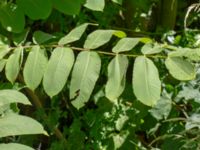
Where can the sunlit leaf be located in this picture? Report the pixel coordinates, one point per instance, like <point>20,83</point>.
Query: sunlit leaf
<point>192,54</point>
<point>117,1</point>
<point>125,44</point>
<point>4,49</point>
<point>97,5</point>
<point>73,35</point>
<point>151,48</point>
<point>20,38</point>
<point>146,82</point>
<point>58,69</point>
<point>2,64</point>
<point>14,146</point>
<point>35,9</point>
<point>119,34</point>
<point>40,37</point>
<point>13,65</point>
<point>162,109</point>
<point>12,18</point>
<point>116,77</point>
<point>193,122</point>
<point>180,69</point>
<point>12,96</point>
<point>12,124</point>
<point>84,76</point>
<point>67,7</point>
<point>98,38</point>
<point>34,67</point>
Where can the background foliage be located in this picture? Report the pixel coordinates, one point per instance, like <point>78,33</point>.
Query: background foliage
<point>103,74</point>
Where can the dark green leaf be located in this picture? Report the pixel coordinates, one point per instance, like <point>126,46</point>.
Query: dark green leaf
<point>12,18</point>
<point>146,82</point>
<point>97,5</point>
<point>116,77</point>
<point>58,69</point>
<point>180,69</point>
<point>35,67</point>
<point>98,38</point>
<point>12,124</point>
<point>84,76</point>
<point>12,96</point>
<point>14,146</point>
<point>13,65</point>
<point>73,35</point>
<point>67,7</point>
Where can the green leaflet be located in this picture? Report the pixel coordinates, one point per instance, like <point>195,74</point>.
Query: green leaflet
<point>12,18</point>
<point>163,108</point>
<point>146,82</point>
<point>12,124</point>
<point>73,35</point>
<point>118,1</point>
<point>98,38</point>
<point>12,96</point>
<point>150,48</point>
<point>180,69</point>
<point>40,37</point>
<point>84,76</point>
<point>14,146</point>
<point>2,64</point>
<point>125,44</point>
<point>97,5</point>
<point>58,69</point>
<point>13,65</point>
<point>67,7</point>
<point>116,77</point>
<point>192,54</point>
<point>4,49</point>
<point>20,38</point>
<point>36,9</point>
<point>34,67</point>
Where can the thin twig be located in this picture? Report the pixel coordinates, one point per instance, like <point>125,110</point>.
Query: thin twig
<point>100,52</point>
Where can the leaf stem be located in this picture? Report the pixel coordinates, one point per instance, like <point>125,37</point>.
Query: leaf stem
<point>100,52</point>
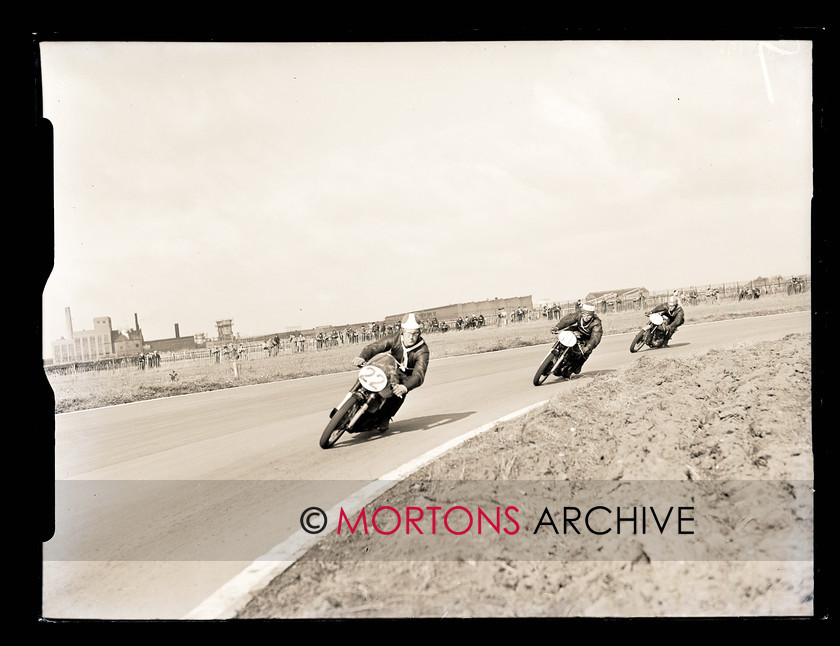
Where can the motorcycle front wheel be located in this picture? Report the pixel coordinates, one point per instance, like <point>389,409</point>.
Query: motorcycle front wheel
<point>544,370</point>
<point>338,423</point>
<point>638,342</point>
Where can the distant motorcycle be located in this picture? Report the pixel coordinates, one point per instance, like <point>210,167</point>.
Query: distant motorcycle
<point>561,359</point>
<point>652,333</point>
<point>374,385</point>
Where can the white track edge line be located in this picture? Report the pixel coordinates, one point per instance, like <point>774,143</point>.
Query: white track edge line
<point>233,595</point>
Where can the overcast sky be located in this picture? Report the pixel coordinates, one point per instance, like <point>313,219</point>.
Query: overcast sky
<point>299,184</point>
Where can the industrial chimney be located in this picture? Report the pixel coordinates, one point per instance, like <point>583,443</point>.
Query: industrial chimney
<point>69,322</point>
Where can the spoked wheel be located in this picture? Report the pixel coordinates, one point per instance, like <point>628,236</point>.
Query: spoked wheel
<point>544,370</point>
<point>638,342</point>
<point>338,423</point>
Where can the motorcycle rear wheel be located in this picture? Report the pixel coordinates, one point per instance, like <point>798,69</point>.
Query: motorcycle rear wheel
<point>338,423</point>
<point>544,370</point>
<point>638,342</point>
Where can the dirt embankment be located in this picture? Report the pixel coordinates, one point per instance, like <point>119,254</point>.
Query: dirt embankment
<point>739,414</point>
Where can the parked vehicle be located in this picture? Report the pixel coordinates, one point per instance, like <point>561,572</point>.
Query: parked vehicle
<point>652,333</point>
<point>374,385</point>
<point>561,359</point>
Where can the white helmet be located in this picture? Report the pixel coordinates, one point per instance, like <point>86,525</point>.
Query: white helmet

────────────────────────────────────────

[Exercise description] Across the listing, count every line with "helmet" in it and give the number only.

[Solution to the problem] 2